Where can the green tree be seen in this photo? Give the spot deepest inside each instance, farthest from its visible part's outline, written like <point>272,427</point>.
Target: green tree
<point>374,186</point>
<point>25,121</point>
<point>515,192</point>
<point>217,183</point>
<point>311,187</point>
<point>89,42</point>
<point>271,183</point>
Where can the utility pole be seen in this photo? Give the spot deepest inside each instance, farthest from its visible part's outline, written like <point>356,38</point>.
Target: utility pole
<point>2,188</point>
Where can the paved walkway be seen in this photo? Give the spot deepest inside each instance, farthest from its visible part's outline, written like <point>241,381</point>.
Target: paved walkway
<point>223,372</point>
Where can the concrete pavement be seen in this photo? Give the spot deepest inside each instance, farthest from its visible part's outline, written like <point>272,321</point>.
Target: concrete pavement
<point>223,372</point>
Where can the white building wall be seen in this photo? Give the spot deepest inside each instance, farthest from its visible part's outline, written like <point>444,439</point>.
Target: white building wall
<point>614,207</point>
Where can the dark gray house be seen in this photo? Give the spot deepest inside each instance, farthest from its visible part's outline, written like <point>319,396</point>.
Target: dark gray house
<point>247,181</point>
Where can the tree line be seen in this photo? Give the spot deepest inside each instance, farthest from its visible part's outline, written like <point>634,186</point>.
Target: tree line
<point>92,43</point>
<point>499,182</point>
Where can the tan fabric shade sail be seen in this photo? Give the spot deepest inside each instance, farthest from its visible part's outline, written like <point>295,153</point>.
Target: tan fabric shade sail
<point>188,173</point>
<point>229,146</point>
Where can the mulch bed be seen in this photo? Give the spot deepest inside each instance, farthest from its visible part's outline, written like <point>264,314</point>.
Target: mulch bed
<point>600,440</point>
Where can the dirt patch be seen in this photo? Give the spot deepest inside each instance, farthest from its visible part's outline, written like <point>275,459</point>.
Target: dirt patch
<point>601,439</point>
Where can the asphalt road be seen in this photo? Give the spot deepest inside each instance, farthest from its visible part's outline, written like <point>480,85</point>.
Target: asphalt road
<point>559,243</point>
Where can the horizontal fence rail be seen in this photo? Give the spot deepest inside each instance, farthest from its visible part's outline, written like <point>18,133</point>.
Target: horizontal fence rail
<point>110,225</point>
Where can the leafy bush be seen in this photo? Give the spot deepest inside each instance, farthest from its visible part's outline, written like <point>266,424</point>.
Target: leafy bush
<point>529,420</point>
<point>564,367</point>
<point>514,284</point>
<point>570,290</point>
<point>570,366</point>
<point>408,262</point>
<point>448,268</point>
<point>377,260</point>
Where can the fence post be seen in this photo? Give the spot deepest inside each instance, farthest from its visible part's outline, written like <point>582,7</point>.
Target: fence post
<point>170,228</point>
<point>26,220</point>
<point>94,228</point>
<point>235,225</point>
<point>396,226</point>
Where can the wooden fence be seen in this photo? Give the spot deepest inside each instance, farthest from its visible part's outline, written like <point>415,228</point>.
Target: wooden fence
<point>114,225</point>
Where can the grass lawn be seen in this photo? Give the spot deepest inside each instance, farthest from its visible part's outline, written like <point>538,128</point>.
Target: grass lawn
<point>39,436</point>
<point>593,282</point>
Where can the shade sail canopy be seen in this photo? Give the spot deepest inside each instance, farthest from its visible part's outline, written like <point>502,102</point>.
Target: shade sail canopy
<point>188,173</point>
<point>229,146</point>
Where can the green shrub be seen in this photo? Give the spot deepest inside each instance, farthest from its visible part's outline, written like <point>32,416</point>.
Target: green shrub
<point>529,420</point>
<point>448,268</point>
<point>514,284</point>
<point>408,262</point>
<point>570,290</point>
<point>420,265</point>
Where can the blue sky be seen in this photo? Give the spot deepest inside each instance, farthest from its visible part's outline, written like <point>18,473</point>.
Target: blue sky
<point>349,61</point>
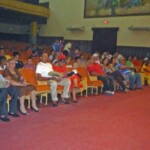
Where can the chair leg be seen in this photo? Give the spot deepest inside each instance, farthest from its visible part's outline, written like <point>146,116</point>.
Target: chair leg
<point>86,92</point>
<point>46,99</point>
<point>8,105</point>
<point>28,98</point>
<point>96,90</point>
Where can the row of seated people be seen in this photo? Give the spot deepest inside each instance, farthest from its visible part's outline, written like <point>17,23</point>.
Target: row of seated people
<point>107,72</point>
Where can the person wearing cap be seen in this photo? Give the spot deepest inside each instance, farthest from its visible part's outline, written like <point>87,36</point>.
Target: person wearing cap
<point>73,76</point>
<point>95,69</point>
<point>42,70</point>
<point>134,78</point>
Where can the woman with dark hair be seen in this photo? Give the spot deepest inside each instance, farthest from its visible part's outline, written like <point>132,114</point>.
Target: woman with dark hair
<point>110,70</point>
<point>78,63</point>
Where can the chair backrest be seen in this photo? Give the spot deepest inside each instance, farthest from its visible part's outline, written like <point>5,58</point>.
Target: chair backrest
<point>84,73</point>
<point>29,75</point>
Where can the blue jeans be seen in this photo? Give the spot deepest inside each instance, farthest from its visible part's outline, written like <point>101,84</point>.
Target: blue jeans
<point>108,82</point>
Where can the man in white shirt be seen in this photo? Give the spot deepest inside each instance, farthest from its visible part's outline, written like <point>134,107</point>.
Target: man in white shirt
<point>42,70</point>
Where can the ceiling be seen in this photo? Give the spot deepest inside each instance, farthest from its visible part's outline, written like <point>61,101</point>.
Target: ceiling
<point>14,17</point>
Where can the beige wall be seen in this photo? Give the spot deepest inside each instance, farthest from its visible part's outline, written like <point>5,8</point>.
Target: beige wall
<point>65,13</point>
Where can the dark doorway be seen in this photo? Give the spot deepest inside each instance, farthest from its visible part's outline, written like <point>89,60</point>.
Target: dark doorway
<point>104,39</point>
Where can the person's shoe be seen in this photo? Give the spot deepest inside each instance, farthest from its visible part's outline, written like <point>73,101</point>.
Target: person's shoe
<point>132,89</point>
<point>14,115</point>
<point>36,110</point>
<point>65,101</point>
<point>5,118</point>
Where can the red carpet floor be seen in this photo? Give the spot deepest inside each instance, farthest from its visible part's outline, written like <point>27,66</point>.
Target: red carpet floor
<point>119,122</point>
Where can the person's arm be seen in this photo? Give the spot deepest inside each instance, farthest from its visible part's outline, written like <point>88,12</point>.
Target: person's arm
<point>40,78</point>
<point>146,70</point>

---

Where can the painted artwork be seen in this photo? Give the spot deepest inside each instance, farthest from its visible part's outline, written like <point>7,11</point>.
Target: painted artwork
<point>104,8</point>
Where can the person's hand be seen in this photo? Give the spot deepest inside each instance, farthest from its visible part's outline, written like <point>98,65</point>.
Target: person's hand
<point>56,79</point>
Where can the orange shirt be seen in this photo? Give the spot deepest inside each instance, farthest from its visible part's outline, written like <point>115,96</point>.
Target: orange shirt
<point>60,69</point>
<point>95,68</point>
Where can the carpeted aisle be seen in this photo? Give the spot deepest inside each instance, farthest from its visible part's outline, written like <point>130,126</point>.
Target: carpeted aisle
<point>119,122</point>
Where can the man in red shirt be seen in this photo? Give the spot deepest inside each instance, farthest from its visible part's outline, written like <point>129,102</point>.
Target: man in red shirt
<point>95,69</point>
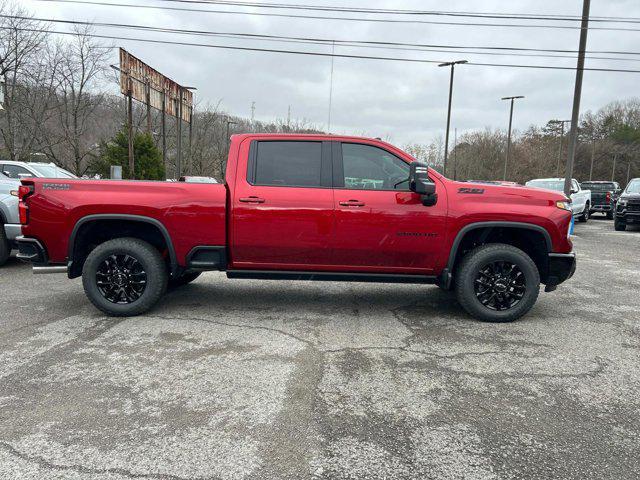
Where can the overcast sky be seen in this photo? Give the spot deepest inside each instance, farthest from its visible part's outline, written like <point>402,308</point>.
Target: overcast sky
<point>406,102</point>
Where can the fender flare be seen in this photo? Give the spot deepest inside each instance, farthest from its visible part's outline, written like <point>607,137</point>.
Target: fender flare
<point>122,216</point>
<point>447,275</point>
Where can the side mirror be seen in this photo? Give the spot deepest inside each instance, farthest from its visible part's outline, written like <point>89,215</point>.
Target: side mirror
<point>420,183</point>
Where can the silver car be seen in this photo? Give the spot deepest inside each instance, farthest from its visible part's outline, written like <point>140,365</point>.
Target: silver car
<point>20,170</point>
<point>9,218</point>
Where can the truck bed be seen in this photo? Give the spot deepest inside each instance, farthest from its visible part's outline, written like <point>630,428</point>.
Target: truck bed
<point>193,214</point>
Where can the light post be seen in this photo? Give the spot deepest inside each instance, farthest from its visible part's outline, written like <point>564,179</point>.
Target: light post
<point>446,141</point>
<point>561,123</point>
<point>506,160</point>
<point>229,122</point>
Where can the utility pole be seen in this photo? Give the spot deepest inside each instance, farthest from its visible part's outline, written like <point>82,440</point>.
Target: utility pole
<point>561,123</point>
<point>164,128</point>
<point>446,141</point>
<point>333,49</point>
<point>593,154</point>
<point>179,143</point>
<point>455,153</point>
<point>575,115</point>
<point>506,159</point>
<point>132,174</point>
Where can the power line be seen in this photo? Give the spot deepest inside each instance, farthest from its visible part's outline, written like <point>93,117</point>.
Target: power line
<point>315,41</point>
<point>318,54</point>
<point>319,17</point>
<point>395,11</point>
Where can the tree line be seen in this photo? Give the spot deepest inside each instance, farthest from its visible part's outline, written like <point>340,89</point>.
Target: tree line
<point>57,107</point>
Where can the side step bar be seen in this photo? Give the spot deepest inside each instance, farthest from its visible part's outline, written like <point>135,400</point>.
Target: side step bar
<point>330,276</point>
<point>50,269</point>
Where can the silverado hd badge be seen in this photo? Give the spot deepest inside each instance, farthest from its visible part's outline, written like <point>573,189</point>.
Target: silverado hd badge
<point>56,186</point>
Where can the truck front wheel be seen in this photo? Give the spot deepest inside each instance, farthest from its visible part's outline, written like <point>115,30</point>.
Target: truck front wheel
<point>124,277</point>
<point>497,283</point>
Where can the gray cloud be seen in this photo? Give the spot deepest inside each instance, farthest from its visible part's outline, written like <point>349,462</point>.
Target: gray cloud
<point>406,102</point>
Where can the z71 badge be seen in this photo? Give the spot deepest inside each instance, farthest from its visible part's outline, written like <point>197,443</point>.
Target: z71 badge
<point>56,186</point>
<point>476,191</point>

• _Exercise prompt_: Reproduce exactly the entries above, limited to the lines from the one with "Where can the beige" through the one with "Where can the red", both included.

• _Your response_:
Where can the beige wall be seen in this photo? Give the spot deepest inside each instance, farthest from its visible part's outline, written like <point>5,8</point>.
Target: beige wall
<point>65,13</point>
Where can the dark doorway be seen in this photo? Give the spot deepest inside each instance, farthest from its visible part's outline, written like <point>89,60</point>.
Target: dark doorway
<point>104,39</point>
Where can the person's shoe be seen in this photo? Give the spot deepest inside each instance, farthest from its visible part's outline, written like <point>73,101</point>.
Target: person's shoe
<point>132,89</point>
<point>14,115</point>
<point>36,110</point>
<point>65,101</point>
<point>5,118</point>
Where can the red carpet floor be seen in this photo? Give the spot deepest inside each instance, farthest from its visible part's outline, written like <point>27,66</point>.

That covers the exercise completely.